— begin Listing —

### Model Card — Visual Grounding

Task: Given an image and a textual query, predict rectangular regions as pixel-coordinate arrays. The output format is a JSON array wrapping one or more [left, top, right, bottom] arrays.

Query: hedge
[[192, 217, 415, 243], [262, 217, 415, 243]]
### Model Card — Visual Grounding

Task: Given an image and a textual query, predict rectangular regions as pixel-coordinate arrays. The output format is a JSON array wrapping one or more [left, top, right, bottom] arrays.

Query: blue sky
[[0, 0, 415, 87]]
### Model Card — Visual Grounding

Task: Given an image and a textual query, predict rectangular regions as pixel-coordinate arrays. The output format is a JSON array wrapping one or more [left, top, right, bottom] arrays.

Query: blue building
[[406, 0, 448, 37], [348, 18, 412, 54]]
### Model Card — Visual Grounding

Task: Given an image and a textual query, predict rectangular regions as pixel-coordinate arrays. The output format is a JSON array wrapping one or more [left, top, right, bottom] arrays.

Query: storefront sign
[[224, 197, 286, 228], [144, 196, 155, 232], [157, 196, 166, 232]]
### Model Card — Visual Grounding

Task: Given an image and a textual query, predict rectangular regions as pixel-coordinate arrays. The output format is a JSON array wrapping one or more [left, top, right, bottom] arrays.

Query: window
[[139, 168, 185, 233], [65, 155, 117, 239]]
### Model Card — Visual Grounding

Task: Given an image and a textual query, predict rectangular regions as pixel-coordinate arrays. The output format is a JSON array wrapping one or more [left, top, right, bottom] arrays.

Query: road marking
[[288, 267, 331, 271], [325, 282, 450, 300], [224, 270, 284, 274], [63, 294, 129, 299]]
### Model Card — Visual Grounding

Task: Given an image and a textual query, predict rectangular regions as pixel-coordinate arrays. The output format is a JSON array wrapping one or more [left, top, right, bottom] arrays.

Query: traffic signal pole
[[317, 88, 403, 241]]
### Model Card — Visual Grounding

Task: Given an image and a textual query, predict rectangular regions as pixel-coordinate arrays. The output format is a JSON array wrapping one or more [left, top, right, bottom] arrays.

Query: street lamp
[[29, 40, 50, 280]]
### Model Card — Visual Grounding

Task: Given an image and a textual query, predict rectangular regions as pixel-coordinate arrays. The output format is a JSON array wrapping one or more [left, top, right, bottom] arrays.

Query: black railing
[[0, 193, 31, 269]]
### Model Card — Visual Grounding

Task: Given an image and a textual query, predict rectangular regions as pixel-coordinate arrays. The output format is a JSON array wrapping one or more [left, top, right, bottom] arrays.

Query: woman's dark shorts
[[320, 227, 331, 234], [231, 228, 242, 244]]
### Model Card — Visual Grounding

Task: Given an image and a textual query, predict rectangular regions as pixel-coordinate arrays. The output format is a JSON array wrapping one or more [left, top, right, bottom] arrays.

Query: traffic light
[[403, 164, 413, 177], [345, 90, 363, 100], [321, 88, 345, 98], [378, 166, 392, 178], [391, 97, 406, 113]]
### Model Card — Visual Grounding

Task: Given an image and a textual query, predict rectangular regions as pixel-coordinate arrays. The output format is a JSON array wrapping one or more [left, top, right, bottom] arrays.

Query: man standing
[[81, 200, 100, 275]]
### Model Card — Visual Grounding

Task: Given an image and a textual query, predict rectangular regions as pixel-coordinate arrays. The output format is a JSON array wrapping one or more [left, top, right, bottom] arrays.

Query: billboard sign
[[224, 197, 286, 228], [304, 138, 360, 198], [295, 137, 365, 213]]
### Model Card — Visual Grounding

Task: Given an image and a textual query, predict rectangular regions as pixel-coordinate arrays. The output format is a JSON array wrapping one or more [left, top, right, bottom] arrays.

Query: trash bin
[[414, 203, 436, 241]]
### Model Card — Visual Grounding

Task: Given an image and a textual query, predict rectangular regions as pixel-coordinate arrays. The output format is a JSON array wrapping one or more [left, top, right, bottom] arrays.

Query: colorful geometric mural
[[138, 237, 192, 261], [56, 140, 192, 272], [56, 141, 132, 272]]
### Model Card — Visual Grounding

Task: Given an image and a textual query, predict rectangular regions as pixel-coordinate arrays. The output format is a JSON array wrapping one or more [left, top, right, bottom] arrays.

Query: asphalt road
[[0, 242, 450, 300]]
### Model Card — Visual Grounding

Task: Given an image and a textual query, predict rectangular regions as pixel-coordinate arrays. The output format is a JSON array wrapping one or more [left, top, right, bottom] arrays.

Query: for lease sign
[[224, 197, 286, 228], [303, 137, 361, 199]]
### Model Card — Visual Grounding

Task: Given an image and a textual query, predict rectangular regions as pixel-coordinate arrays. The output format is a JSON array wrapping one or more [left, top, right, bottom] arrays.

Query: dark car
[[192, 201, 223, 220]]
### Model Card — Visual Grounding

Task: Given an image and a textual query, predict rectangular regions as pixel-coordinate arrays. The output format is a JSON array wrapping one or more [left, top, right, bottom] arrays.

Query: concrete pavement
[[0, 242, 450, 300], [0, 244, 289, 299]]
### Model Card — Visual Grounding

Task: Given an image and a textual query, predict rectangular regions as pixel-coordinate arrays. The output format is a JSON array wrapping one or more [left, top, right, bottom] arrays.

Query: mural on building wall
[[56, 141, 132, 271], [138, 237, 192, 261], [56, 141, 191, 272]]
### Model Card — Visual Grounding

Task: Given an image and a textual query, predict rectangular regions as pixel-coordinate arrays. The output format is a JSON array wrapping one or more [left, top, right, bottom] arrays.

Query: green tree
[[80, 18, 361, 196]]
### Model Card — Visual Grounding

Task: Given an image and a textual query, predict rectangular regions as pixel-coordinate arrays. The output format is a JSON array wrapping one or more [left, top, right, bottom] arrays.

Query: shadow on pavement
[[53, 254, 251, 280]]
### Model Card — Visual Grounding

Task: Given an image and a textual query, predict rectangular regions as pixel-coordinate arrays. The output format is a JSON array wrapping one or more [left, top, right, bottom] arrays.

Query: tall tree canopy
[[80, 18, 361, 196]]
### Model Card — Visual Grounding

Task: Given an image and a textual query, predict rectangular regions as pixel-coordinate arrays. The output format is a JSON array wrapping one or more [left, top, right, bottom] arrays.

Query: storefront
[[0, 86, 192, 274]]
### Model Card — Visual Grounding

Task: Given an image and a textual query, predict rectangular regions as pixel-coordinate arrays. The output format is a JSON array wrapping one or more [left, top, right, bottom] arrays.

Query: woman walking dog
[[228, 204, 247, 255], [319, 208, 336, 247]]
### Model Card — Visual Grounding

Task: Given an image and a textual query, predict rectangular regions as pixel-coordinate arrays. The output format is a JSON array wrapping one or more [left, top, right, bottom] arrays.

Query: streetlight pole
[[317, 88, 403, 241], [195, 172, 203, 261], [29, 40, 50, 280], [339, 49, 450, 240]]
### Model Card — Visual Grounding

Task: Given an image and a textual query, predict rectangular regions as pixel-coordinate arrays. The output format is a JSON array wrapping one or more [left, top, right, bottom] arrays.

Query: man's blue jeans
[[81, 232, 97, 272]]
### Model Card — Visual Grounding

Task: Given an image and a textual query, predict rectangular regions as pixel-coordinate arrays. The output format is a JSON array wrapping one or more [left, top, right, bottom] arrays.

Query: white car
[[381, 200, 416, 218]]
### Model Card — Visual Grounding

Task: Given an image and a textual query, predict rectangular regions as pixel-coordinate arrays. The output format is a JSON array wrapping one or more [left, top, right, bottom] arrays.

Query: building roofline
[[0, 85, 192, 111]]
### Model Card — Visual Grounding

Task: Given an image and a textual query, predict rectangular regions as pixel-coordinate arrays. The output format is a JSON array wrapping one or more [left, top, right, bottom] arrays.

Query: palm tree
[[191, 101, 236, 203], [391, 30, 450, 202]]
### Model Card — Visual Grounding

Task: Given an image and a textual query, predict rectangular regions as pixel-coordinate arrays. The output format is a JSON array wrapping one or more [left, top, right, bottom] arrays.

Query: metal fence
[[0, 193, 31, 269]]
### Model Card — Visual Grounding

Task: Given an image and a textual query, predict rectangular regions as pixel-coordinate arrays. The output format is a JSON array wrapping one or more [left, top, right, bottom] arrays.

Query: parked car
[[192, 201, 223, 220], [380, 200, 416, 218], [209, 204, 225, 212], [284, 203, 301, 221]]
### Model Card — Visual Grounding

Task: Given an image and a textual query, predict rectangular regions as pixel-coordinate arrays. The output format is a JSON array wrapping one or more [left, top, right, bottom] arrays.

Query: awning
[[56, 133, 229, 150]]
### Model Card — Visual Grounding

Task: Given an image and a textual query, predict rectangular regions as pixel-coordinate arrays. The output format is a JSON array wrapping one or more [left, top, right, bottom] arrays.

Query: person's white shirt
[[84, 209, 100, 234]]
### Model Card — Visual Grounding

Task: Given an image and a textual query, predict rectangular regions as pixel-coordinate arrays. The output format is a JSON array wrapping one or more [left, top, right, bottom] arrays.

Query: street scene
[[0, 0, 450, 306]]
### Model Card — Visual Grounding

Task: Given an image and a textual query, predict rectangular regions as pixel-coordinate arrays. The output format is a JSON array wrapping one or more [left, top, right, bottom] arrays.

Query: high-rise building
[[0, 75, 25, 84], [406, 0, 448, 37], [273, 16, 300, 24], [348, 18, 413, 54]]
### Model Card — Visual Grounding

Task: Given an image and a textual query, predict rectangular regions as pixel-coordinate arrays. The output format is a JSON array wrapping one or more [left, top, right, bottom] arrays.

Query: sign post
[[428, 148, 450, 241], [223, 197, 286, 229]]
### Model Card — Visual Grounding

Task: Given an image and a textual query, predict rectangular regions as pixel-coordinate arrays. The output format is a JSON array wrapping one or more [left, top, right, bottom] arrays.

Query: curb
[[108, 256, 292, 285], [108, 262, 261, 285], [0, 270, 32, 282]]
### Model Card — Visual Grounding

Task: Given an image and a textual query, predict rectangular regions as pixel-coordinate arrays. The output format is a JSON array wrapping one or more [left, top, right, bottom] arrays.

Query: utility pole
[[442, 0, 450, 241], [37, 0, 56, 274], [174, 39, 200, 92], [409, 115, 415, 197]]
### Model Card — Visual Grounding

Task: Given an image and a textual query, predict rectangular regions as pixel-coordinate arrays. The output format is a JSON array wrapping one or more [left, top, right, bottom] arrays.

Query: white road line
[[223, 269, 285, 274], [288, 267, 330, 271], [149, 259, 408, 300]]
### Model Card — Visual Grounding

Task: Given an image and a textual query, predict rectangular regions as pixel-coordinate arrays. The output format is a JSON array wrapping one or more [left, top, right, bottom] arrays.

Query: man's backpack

— end Listing —

→ Description of the task: Pick out and copy each line of the rows above that contains the word "road". Case counts.

→ Full output:
Query: road marking
Query: asphalt road
Query: white road line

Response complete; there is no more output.